_Istruzioni e requisiti_:
Cita alla lettera le righe dei record che partono da quella con "Segment the water" e proseguono fino a quella con "Provide the mask of the water", includendo entrambe.

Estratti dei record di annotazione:

==========

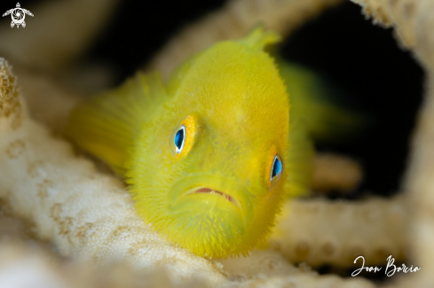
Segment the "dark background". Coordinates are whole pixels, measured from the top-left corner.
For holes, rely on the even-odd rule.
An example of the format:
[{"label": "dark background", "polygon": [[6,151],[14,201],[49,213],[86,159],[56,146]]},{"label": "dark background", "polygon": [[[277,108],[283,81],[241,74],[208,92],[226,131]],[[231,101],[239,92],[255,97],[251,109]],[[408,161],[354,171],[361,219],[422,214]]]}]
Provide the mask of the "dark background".
[{"label": "dark background", "polygon": [[[20,1],[30,11],[38,2],[42,1]],[[8,3],[11,8],[16,4]],[[122,1],[83,61],[108,65],[120,83],[186,24],[224,4],[222,0]],[[398,48],[391,29],[374,26],[361,15],[359,6],[347,2],[291,35],[281,54],[327,75],[375,119],[375,125],[356,141],[317,145],[320,151],[341,152],[363,164],[365,180],[347,198],[357,198],[367,191],[380,195],[398,191],[422,100],[423,73],[412,55]]]}]

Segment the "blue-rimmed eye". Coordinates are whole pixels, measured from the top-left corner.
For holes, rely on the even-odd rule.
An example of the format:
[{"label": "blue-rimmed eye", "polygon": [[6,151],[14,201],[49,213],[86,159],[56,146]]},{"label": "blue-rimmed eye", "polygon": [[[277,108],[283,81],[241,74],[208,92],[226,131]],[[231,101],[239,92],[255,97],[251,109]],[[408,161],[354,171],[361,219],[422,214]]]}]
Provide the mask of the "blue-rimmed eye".
[{"label": "blue-rimmed eye", "polygon": [[175,134],[175,147],[177,148],[177,153],[179,154],[184,148],[185,143],[185,127],[183,125]]},{"label": "blue-rimmed eye", "polygon": [[270,175],[270,182],[272,182],[274,178],[279,177],[282,174],[283,165],[279,155],[274,156],[272,160],[272,174]]}]

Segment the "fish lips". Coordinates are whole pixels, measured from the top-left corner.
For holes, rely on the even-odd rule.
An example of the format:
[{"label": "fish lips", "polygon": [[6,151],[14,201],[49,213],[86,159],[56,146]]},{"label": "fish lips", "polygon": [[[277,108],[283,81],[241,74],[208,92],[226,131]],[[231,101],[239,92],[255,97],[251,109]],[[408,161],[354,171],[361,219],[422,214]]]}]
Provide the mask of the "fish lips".
[{"label": "fish lips", "polygon": [[171,213],[194,210],[197,214],[219,213],[241,217],[247,228],[254,217],[252,194],[241,184],[214,175],[194,174],[177,182],[168,195]]}]

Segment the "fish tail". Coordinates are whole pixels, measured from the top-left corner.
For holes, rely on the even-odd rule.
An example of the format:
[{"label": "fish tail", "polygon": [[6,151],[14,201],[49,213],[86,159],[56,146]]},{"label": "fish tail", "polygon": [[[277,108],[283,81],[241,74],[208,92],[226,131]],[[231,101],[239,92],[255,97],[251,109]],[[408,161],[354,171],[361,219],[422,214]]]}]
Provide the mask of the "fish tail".
[{"label": "fish tail", "polygon": [[66,135],[123,176],[134,140],[166,96],[160,74],[138,74],[79,105],[70,115]]}]

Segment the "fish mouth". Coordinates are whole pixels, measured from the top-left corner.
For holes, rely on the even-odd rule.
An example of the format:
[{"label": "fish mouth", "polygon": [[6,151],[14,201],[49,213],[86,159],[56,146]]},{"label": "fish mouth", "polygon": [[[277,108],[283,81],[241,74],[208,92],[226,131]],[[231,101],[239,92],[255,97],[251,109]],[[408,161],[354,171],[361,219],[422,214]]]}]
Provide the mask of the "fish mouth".
[{"label": "fish mouth", "polygon": [[228,200],[229,202],[231,202],[232,204],[233,204],[234,206],[236,206],[240,209],[241,208],[241,205],[236,198],[234,198],[229,194],[224,193],[218,190],[210,189],[208,187],[193,188],[193,189],[186,191],[184,195],[196,194],[196,193],[208,193],[209,195],[216,195],[218,197],[223,197],[224,198]]},{"label": "fish mouth", "polygon": [[240,182],[205,173],[190,174],[176,182],[168,192],[169,213],[194,211],[206,214],[220,210],[243,219],[247,227],[254,218],[254,197]]}]

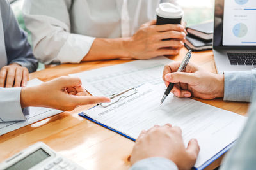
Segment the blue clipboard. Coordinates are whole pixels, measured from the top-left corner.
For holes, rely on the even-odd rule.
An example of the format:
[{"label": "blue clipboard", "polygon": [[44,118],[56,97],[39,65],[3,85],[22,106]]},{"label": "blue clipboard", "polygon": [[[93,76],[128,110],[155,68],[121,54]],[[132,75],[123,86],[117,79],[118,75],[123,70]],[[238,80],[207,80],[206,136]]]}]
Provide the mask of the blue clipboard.
[{"label": "blue clipboard", "polygon": [[[122,136],[124,136],[124,137],[125,137],[125,138],[128,138],[128,139],[131,139],[131,140],[132,140],[133,141],[136,141],[135,139],[134,139],[132,138],[131,138],[130,136],[127,136],[127,135],[126,135],[126,134],[124,134],[122,132],[119,132],[119,131],[116,131],[116,130],[115,130],[115,129],[113,129],[113,128],[111,128],[110,127],[108,127],[108,126],[107,126],[107,125],[104,125],[103,124],[101,124],[100,122],[99,122],[95,120],[94,119],[92,119],[92,118],[87,117],[84,114],[84,113],[83,113],[83,112],[81,112],[81,113],[79,113],[78,115],[79,116],[81,116],[81,117],[82,117],[83,118],[86,118],[86,119],[88,119],[88,120],[90,120],[90,121],[92,121],[92,122],[93,122],[94,123],[96,123],[96,124],[99,124],[99,125],[101,125],[101,126],[102,126],[104,127],[106,127],[106,128],[107,128],[107,129],[109,129],[109,130],[111,130],[111,131],[113,131],[113,132],[115,132],[116,133],[118,133],[118,134],[120,134],[120,135],[122,135]],[[220,152],[218,152],[217,154],[216,154],[214,156],[213,156],[209,160],[206,161],[200,167],[199,167],[198,168],[193,167],[193,169],[202,170],[202,169],[205,169],[206,167],[207,167],[209,165],[210,165],[211,163],[212,163],[215,160],[216,160],[217,159],[220,157],[222,155],[223,155],[225,153],[226,153],[229,149],[230,149],[233,146],[233,145],[234,145],[235,142],[236,141],[234,141],[234,142],[231,143],[230,145],[228,145],[228,146],[227,146],[224,149],[221,150]]]}]

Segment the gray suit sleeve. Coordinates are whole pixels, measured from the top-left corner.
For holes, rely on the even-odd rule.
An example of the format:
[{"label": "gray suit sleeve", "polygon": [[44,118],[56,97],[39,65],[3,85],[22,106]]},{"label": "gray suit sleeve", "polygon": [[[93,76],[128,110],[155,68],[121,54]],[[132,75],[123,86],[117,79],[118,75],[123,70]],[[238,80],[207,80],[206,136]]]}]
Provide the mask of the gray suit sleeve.
[{"label": "gray suit sleeve", "polygon": [[136,162],[130,170],[178,170],[178,167],[166,158],[151,157]]},{"label": "gray suit sleeve", "polygon": [[28,68],[29,73],[35,71],[38,61],[34,57],[25,32],[19,26],[10,3],[6,0],[0,1],[0,8],[8,64],[17,63]]},{"label": "gray suit sleeve", "polygon": [[256,69],[225,72],[224,100],[251,101],[256,89]]},{"label": "gray suit sleeve", "polygon": [[221,170],[255,169],[256,93],[253,97],[248,122],[236,144],[224,159]]}]

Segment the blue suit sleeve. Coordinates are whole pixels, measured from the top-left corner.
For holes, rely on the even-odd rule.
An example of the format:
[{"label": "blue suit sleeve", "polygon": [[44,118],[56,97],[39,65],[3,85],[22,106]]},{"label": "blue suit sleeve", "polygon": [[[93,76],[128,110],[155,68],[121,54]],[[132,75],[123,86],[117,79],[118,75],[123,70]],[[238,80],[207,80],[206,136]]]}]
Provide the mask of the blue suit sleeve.
[{"label": "blue suit sleeve", "polygon": [[225,72],[224,100],[251,101],[256,89],[256,69]]},{"label": "blue suit sleeve", "polygon": [[136,162],[129,170],[178,170],[178,167],[166,158],[151,157]]},{"label": "blue suit sleeve", "polygon": [[17,63],[28,68],[29,73],[35,71],[38,61],[34,57],[25,32],[19,26],[10,3],[6,0],[1,1],[0,8],[8,64]]}]

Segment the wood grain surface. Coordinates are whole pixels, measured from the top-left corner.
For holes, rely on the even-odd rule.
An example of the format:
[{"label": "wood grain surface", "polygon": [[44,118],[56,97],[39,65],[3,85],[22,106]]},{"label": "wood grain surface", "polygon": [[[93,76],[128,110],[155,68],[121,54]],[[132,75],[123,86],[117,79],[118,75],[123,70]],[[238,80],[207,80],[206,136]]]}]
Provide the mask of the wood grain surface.
[{"label": "wood grain surface", "polygon": [[[180,61],[186,52],[187,50],[182,48],[179,55],[169,58]],[[47,81],[70,73],[129,61],[131,60],[113,60],[48,66],[44,70],[30,74],[29,79],[38,78]],[[216,71],[211,50],[194,52],[191,62],[212,73]],[[195,99],[243,115],[246,114],[248,108],[247,103],[223,101],[222,99]],[[88,170],[128,169],[130,164],[127,157],[134,143],[78,116],[79,112],[92,106],[79,106],[72,111],[63,112],[1,136],[0,162],[37,141],[42,141]],[[218,167],[221,159],[222,157],[205,169]]]}]

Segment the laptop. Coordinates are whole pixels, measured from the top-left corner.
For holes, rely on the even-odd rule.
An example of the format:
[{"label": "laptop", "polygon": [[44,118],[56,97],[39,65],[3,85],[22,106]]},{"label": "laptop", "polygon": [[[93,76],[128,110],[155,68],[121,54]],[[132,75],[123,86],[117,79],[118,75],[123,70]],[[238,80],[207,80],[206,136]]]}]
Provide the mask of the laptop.
[{"label": "laptop", "polygon": [[218,73],[256,68],[255,0],[215,0],[213,52]]}]

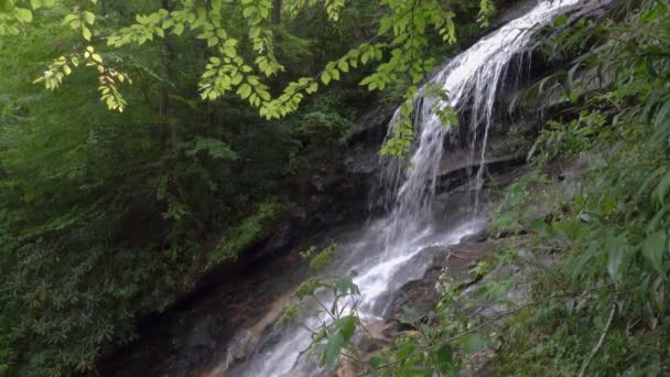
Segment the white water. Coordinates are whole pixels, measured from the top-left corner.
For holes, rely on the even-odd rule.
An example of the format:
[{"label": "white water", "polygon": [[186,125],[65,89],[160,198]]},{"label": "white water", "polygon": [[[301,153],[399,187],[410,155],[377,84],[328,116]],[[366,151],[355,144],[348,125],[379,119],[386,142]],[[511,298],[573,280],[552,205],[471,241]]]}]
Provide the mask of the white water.
[{"label": "white water", "polygon": [[[469,110],[468,123],[460,126],[469,130],[469,162],[474,161],[477,152],[479,161],[484,161],[496,94],[509,63],[529,47],[534,30],[531,28],[551,22],[556,14],[579,3],[579,0],[539,2],[527,14],[510,21],[456,56],[432,79],[450,94],[449,104],[435,98],[415,100],[418,137],[410,160],[411,168],[391,164],[387,171],[387,190],[393,200],[391,211],[387,217],[367,226],[355,240],[345,243],[342,248],[346,250],[346,256],[331,271],[331,274],[357,271],[354,282],[361,292],[360,311],[364,317],[382,315],[389,304],[387,293],[418,278],[412,276],[408,265],[419,252],[431,246],[457,244],[485,226],[483,216],[477,215],[478,194],[474,216],[460,216],[461,220],[451,227],[434,219],[431,206],[436,192],[444,139],[453,127],[440,122],[432,112],[433,106],[450,105],[457,111]],[[390,129],[395,120],[396,117]],[[477,185],[483,180],[483,169],[484,164],[480,164],[475,174]],[[306,325],[316,327],[324,321],[328,319],[321,315],[307,320]],[[302,356],[310,343],[310,332],[300,327],[291,328],[275,345],[261,349],[236,368],[236,375],[312,376],[316,371],[307,366],[309,357]]]}]

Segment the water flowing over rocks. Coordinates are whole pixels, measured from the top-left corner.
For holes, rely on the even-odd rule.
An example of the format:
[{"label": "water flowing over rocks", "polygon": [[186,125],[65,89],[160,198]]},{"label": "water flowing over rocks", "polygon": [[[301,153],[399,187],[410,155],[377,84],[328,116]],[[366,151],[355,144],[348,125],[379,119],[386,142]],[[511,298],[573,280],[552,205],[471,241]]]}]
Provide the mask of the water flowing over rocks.
[{"label": "water flowing over rocks", "polygon": [[[609,1],[585,1],[585,7],[576,7],[579,3],[525,3],[508,20],[495,24],[502,32],[493,35],[500,40],[483,39],[484,45],[475,44],[475,51],[480,49],[488,61],[473,54],[443,66],[434,80],[450,89],[451,105],[460,109],[460,117],[471,119],[450,133],[431,114],[429,105],[434,99],[421,99],[413,169],[378,159],[393,109],[376,107],[364,115],[338,162],[304,182],[302,203],[245,252],[240,263],[216,269],[199,293],[148,325],[131,356],[107,362],[109,375],[327,375],[303,356],[309,334],[274,327],[293,289],[310,276],[298,256],[310,246],[336,241],[346,249],[328,268],[329,276],[358,271],[355,282],[366,300],[366,325],[371,334],[359,342],[368,354],[401,331],[396,322],[383,319],[397,317],[402,308],[426,310],[434,304],[435,282],[444,269],[457,277],[463,294],[472,293],[478,280],[467,271],[499,246],[486,229],[486,212],[496,201],[489,185],[497,182],[500,188],[522,174],[531,147],[528,140],[541,126],[538,111],[516,110],[514,121],[505,112],[512,101],[509,93],[539,76],[522,72],[519,75],[526,78],[519,79],[510,72],[521,66],[531,33],[505,33],[551,22],[561,11],[572,18],[586,11],[597,13]],[[537,14],[523,19],[533,10]],[[519,24],[505,29],[520,19]],[[526,56],[530,65],[530,55]],[[523,85],[511,85],[512,80]],[[510,87],[515,90],[502,90]],[[385,195],[374,191],[379,174],[386,174]],[[508,272],[522,277],[519,270]],[[520,298],[522,292],[508,299]],[[504,309],[496,302],[483,302],[478,313],[495,315]],[[357,373],[345,364],[336,375]]]}]

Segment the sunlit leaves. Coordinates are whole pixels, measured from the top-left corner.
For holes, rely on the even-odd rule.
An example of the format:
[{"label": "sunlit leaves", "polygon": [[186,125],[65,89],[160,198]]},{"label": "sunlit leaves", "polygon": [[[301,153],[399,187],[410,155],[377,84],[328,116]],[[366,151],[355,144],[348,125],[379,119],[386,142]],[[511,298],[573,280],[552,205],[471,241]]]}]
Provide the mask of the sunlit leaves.
[{"label": "sunlit leaves", "polygon": [[67,57],[60,56],[54,60],[48,66],[48,69],[33,83],[42,83],[46,89],[54,90],[61,86],[63,78],[72,74],[72,71],[80,64],[97,71],[100,100],[104,101],[110,110],[122,112],[127,103],[119,93],[117,85],[123,82],[132,82],[126,73],[105,66],[102,56],[96,53],[93,46],[86,47],[84,54],[73,53]]}]

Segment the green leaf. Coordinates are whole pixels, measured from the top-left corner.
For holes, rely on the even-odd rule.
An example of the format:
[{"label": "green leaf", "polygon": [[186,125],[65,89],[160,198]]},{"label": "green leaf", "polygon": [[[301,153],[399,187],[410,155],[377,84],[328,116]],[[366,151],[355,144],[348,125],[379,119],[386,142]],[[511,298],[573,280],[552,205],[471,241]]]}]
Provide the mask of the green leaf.
[{"label": "green leaf", "polygon": [[342,334],[337,333],[328,338],[324,351],[324,365],[327,369],[333,369],[339,358],[339,352],[344,347],[345,341]]},{"label": "green leaf", "polygon": [[607,250],[607,272],[609,272],[609,277],[614,281],[620,280],[619,267],[624,261],[625,241],[625,237],[615,237],[612,231],[607,234],[605,240],[605,248]]},{"label": "green leaf", "polygon": [[465,338],[463,342],[463,353],[472,355],[484,347],[488,342],[485,337],[479,334],[473,334]]},{"label": "green leaf", "polygon": [[321,80],[325,85],[328,85],[328,83],[331,82],[331,74],[328,74],[327,72],[324,72],[323,75],[321,75]]},{"label": "green leaf", "polygon": [[0,0],[0,13],[9,13],[14,9],[13,0]]},{"label": "green leaf", "polygon": [[96,15],[91,12],[84,12],[84,20],[93,25],[96,22]]},{"label": "green leaf", "polygon": [[237,94],[242,98],[247,98],[251,95],[251,86],[249,84],[242,84],[237,88]]},{"label": "green leaf", "polygon": [[541,218],[536,218],[530,222],[530,228],[537,233],[547,233],[547,223],[544,223]]},{"label": "green leaf", "polygon": [[659,230],[647,236],[647,239],[645,239],[645,243],[642,244],[642,256],[663,278],[666,278],[663,255],[666,252],[667,241],[668,236],[666,235],[666,231]]},{"label": "green leaf", "polygon": [[565,26],[568,24],[568,15],[561,14],[553,19],[553,25],[556,28]]},{"label": "green leaf", "polygon": [[32,22],[33,21],[33,12],[25,8],[17,8],[17,19],[21,22]]},{"label": "green leaf", "polygon": [[84,36],[84,39],[86,41],[90,41],[90,37],[93,36],[93,33],[90,32],[90,30],[86,26],[82,28],[82,35]]}]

==========

_Esercizio svolto_:
Segment the water flowing over rocks. Coordinates are whole pixels, measured from the top-left corner.
For holes, rely on the even-odd rule.
An example of the format:
[{"label": "water flowing over rocks", "polygon": [[186,125],[65,89],[160,198]]},{"label": "water flowing over rocks", "polygon": [[[301,153],[399,187],[410,155],[377,84],[328,116]],[[366,151],[355,144],[348,125],[379,119],[386,142]],[[511,298],[573,280],[552,205],[471,241]]]}]
Provide the mask of the water flowing over rocks.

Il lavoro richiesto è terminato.